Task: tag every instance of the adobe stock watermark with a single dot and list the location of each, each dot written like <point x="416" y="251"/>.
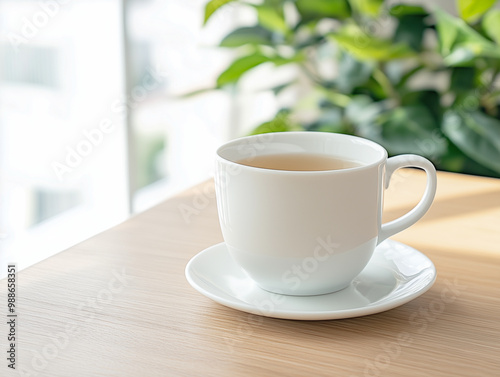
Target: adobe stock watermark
<point x="60" y="341"/>
<point x="419" y="322"/>
<point x="31" y="27"/>
<point x="292" y="278"/>
<point x="94" y="137"/>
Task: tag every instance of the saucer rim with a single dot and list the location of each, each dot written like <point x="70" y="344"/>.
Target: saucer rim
<point x="317" y="315"/>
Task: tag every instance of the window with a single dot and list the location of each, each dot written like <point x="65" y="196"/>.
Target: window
<point x="93" y="124"/>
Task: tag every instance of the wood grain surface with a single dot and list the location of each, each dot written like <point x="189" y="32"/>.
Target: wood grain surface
<point x="118" y="304"/>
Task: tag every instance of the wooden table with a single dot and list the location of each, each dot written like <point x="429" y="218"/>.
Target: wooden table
<point x="118" y="304"/>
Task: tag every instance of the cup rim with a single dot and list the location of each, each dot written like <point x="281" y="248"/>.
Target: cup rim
<point x="358" y="139"/>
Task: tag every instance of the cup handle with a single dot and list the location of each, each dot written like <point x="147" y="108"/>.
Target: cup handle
<point x="409" y="160"/>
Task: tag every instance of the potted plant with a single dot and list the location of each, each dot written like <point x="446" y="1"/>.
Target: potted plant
<point x="412" y="79"/>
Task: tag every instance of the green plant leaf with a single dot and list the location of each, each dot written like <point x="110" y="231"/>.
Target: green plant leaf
<point x="241" y="65"/>
<point x="362" y="112"/>
<point x="282" y="122"/>
<point x="365" y="47"/>
<point x="411" y="129"/>
<point x="476" y="134"/>
<point x="271" y="19"/>
<point x="317" y="9"/>
<point x="471" y="10"/>
<point x="459" y="43"/>
<point x="462" y="79"/>
<point x="212" y="6"/>
<point x="255" y="35"/>
<point x="491" y="24"/>
<point x="401" y="10"/>
<point x="430" y="99"/>
<point x="367" y="7"/>
<point x="352" y="73"/>
<point x="410" y="31"/>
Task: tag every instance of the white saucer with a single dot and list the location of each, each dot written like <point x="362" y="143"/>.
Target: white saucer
<point x="395" y="275"/>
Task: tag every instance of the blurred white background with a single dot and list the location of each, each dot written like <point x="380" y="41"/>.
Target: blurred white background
<point x="92" y="123"/>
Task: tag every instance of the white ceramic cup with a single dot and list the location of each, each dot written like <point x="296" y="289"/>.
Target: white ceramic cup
<point x="309" y="232"/>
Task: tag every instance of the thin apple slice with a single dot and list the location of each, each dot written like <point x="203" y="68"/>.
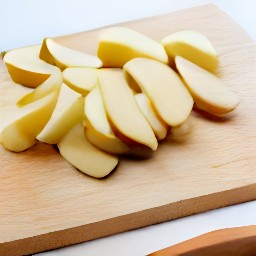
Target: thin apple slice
<point x="117" y="45"/>
<point x="98" y="130"/>
<point x="52" y="83"/>
<point x="81" y="80"/>
<point x="210" y="93"/>
<point x="158" y="126"/>
<point x="25" y="67"/>
<point x="23" y="124"/>
<point x="79" y="152"/>
<point x="122" y="109"/>
<point x="64" y="57"/>
<point x="67" y="113"/>
<point x="192" y="46"/>
<point x="163" y="87"/>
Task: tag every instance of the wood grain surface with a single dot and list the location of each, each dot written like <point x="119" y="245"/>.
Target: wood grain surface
<point x="230" y="241"/>
<point x="46" y="204"/>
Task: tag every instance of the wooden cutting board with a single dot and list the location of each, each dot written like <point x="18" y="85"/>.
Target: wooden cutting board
<point x="46" y="204"/>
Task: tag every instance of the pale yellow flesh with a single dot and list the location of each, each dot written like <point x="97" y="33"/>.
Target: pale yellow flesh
<point x="81" y="80"/>
<point x="64" y="57"/>
<point x="52" y="83"/>
<point x="25" y="67"/>
<point x="163" y="87"/>
<point x="158" y="126"/>
<point x="210" y="93"/>
<point x="181" y="132"/>
<point x="117" y="45"/>
<point x="24" y="124"/>
<point x="192" y="46"/>
<point x="79" y="152"/>
<point x="122" y="109"/>
<point x="67" y="113"/>
<point x="98" y="129"/>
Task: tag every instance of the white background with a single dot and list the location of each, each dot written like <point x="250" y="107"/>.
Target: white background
<point x="27" y="22"/>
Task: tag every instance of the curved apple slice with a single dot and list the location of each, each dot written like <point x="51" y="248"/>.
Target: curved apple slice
<point x="210" y="93"/>
<point x="192" y="46"/>
<point x="52" y="83"/>
<point x="81" y="80"/>
<point x="122" y="109"/>
<point x="163" y="87"/>
<point x="64" y="57"/>
<point x="98" y="130"/>
<point x="158" y="126"/>
<point x="24" y="124"/>
<point x="117" y="45"/>
<point x="25" y="67"/>
<point x="79" y="152"/>
<point x="67" y="113"/>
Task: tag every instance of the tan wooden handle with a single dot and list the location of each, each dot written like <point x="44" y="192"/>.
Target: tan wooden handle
<point x="232" y="241"/>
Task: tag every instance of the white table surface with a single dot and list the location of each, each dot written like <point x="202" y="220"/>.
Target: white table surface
<point x="27" y="22"/>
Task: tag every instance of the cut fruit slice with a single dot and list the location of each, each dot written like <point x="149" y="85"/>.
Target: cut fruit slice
<point x="79" y="152"/>
<point x="25" y="67"/>
<point x="67" y="113"/>
<point x="81" y="80"/>
<point x="24" y="124"/>
<point x="64" y="57"/>
<point x="117" y="45"/>
<point x="163" y="87"/>
<point x="52" y="83"/>
<point x="192" y="46"/>
<point x="122" y="109"/>
<point x="98" y="130"/>
<point x="158" y="126"/>
<point x="210" y="93"/>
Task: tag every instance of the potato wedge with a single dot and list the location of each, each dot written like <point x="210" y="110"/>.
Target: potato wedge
<point x="80" y="153"/>
<point x="210" y="93"/>
<point x="98" y="130"/>
<point x="81" y="80"/>
<point x="163" y="87"/>
<point x="25" y="67"/>
<point x="64" y="57"/>
<point x="117" y="45"/>
<point x="192" y="46"/>
<point x="122" y="109"/>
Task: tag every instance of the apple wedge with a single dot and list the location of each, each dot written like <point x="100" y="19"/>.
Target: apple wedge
<point x="158" y="126"/>
<point x="52" y="83"/>
<point x="210" y="93"/>
<point x="117" y="45"/>
<point x="67" y="113"/>
<point x="25" y="67"/>
<point x="98" y="130"/>
<point x="122" y="109"/>
<point x="79" y="152"/>
<point x="192" y="46"/>
<point x="23" y="124"/>
<point x="64" y="57"/>
<point x="81" y="80"/>
<point x="163" y="87"/>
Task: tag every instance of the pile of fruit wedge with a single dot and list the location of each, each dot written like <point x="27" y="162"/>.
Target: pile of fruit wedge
<point x="121" y="102"/>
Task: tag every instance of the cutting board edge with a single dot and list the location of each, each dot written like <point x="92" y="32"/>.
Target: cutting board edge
<point x="104" y="228"/>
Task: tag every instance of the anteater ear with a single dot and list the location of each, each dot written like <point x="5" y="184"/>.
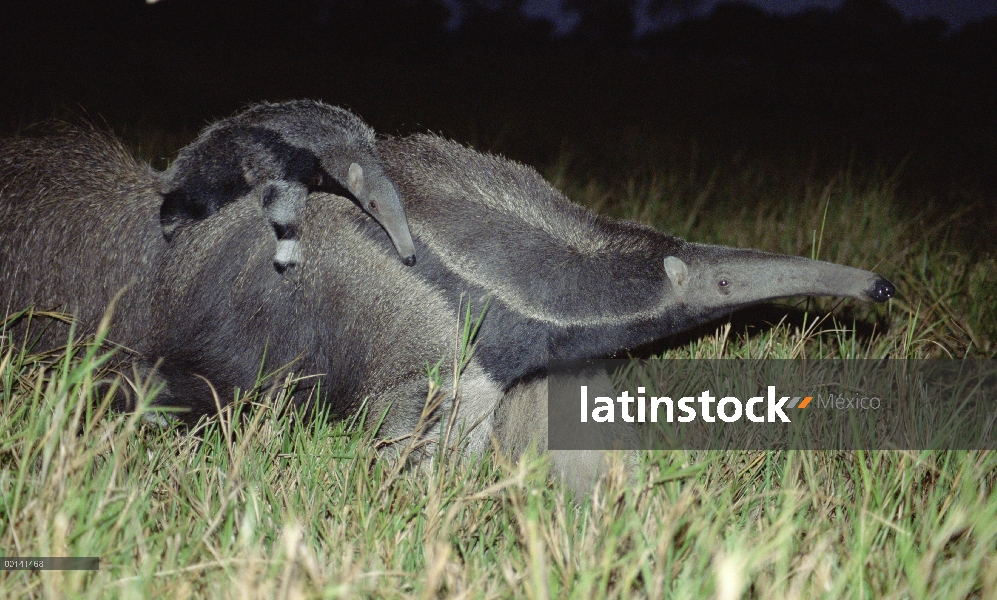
★ ★ ★ ★
DIRECTIONS FOR THIS TASK >> Copy out the whole listing above line for line, leaving out the pictures.

COMPLETE RESPONSE >>
Task: tag every instance of the adobe stock watermark with a single dot and list the location of each, each dot written like <point x="416" y="251"/>.
Target: adobe stock watermark
<point x="60" y="341"/>
<point x="419" y="322"/>
<point x="31" y="27"/>
<point x="292" y="278"/>
<point x="94" y="137"/>
Task: tag every instance of the saucer rim with a single dot and list the location of each, each dot written like <point x="70" y="344"/>.
Target: saucer rim
<point x="317" y="315"/>
Task: tag every instance of the window with a single dot and list the location of each, each dot written like <point x="65" y="196"/>.
Target: window
<point x="93" y="124"/>
Task: tag every instance of the wood grain surface with a single dot and list the location of each, each dot written like <point x="189" y="32"/>.
Target: wood grain surface
<point x="118" y="304"/>
Task: tag every instance of the wooden table with a single dot and list the location of each, each dot written like <point x="429" y="218"/>.
Target: wooden table
<point x="118" y="304"/>
Task: tag every instance of the cup rim with a single dot and list the location of each, each dot written like <point x="281" y="248"/>.
Target: cup rim
<point x="358" y="139"/>
Task: tag every instance of the cup handle with a single dot and list the location of each, each dot written like <point x="147" y="108"/>.
Target: cup handle
<point x="409" y="160"/>
Task: tag every instance of the potted plant with a single dot and list the location of each, each dot written like <point x="446" y="1"/>.
Target: potted plant
<point x="412" y="79"/>
Task: tag every instance of the green plant leaf with a single dot and list the location of each, each dot written like <point x="110" y="231"/>.
Target: green plant leaf
<point x="241" y="65"/>
<point x="362" y="112"/>
<point x="282" y="122"/>
<point x="365" y="47"/>
<point x="411" y="129"/>
<point x="476" y="134"/>
<point x="271" y="19"/>
<point x="317" y="9"/>
<point x="471" y="10"/>
<point x="459" y="43"/>
<point x="462" y="79"/>
<point x="212" y="6"/>
<point x="255" y="35"/>
<point x="491" y="24"/>
<point x="401" y="10"/>
<point x="430" y="99"/>
<point x="367" y="7"/>
<point x="352" y="73"/>
<point x="410" y="31"/>
Task: tag every instance of the white saucer with a single dot and list the location of each, each dot written like <point x="362" y="143"/>.
Target: white saucer
<point x="395" y="275"/>
Task: tag every instance of the blurred white background with a single dot and list the location of each, each dot written like <point x="380" y="41"/>.
Target: blurred white background
<point x="92" y="123"/>
Task: tag every instance of the white ceramic cup with a single dot and list the location of each, each dot written like <point x="296" y="289"/>.
Target: white ceramic cup
<point x="309" y="232"/>
Task: tag every instance of the thin apple slice with a single dot and list the location of each, each dot written like <point x="203" y="68"/>.
Target: thin apple slice
<point x="117" y="45"/>
<point x="98" y="130"/>
<point x="52" y="83"/>
<point x="81" y="80"/>
<point x="210" y="93"/>
<point x="158" y="126"/>
<point x="25" y="67"/>
<point x="23" y="124"/>
<point x="79" y="152"/>
<point x="122" y="109"/>
<point x="64" y="57"/>
<point x="67" y="113"/>
<point x="192" y="46"/>
<point x="163" y="87"/>
Task: tag every instance of the wood grain surface with a single dot and list the location of each, each dot written like <point x="119" y="245"/>.
Target: wood grain surface
<point x="230" y="241"/>
<point x="46" y="204"/>
Task: tag every instance of the wooden cutting board with a single dot and list the location of each, each dot written like <point x="18" y="85"/>.
Target: wooden cutting board
<point x="46" y="204"/>
Task: tag every instance of the pale yellow flesh with a single dot and list the location of each, each dot written like <point x="97" y="33"/>.
Target: pale yellow flesh
<point x="81" y="80"/>
<point x="64" y="57"/>
<point x="52" y="83"/>
<point x="25" y="67"/>
<point x="163" y="87"/>
<point x="158" y="126"/>
<point x="210" y="93"/>
<point x="181" y="132"/>
<point x="117" y="45"/>
<point x="24" y="124"/>
<point x="192" y="46"/>
<point x="79" y="152"/>
<point x="122" y="109"/>
<point x="67" y="113"/>
<point x="98" y="129"/>
Task: tag every instance of the white background with a single dot and list the location of each, each dot written like <point x="250" y="107"/>.
Target: white background
<point x="27" y="22"/>
Task: tag every instance of the curved apple slice with a single dot and list the location of each, each dot written like <point x="51" y="248"/>.
Target: curved apple slice
<point x="210" y="93"/>
<point x="192" y="46"/>
<point x="52" y="83"/>
<point x="81" y="80"/>
<point x="122" y="109"/>
<point x="163" y="87"/>
<point x="64" y="57"/>
<point x="98" y="130"/>
<point x="158" y="126"/>
<point x="24" y="124"/>
<point x="117" y="45"/>
<point x="25" y="67"/>
<point x="79" y="152"/>
<point x="67" y="113"/>
Task: tag every instance of the tan wooden handle with a single dot and list the location of each, each dot written like <point x="44" y="192"/>.
Target: tan wooden handle
<point x="232" y="241"/>
Task: tag every instance of the white table surface with a single dot and list the location of each, each dot written like <point x="202" y="220"/>.
Target: white table surface
<point x="27" y="22"/>
Task: tag every instance of the cut fruit slice with a single dot and list the location of each, each dot written like <point x="149" y="85"/>.
Target: cut fruit slice
<point x="79" y="152"/>
<point x="25" y="67"/>
<point x="67" y="113"/>
<point x="81" y="80"/>
<point x="24" y="124"/>
<point x="64" y="57"/>
<point x="117" y="45"/>
<point x="163" y="87"/>
<point x="52" y="83"/>
<point x="192" y="46"/>
<point x="122" y="109"/>
<point x="98" y="130"/>
<point x="158" y="126"/>
<point x="210" y="93"/>
Task: tag every instance of the potato wedge with a single dot and list the location of each, each dot written like <point x="210" y="110"/>.
Target: potato wedge
<point x="80" y="153"/>
<point x="210" y="93"/>
<point x="98" y="130"/>
<point x="81" y="80"/>
<point x="163" y="87"/>
<point x="25" y="67"/>
<point x="64" y="57"/>
<point x="117" y="45"/>
<point x="192" y="46"/>
<point x="122" y="109"/>
Task: tag every instance of the apple wedge with a single dot and list the location of each, each dot written like <point x="100" y="19"/>.
Target: apple wedge
<point x="158" y="126"/>
<point x="52" y="83"/>
<point x="210" y="93"/>
<point x="117" y="45"/>
<point x="67" y="113"/>
<point x="25" y="67"/>
<point x="98" y="130"/>
<point x="122" y="109"/>
<point x="79" y="152"/>
<point x="192" y="46"/>
<point x="23" y="124"/>
<point x="64" y="57"/>
<point x="81" y="80"/>
<point x="163" y="87"/>
Task: tag every instance of the pile of fruit wedge with a single dot and list the location of each, each dot written like <point x="27" y="162"/>.
Target: pile of fruit wedge
<point x="121" y="102"/>
Task: tag every instance of the cutting board edge with a single dot and list the location of each, each dot written like <point x="92" y="32"/>.
Target: cutting board edge
<point x="104" y="228"/>
Task: tag every instance of the anteater ear with a single dot and list the location of each, each dot written like <point x="5" y="184"/>.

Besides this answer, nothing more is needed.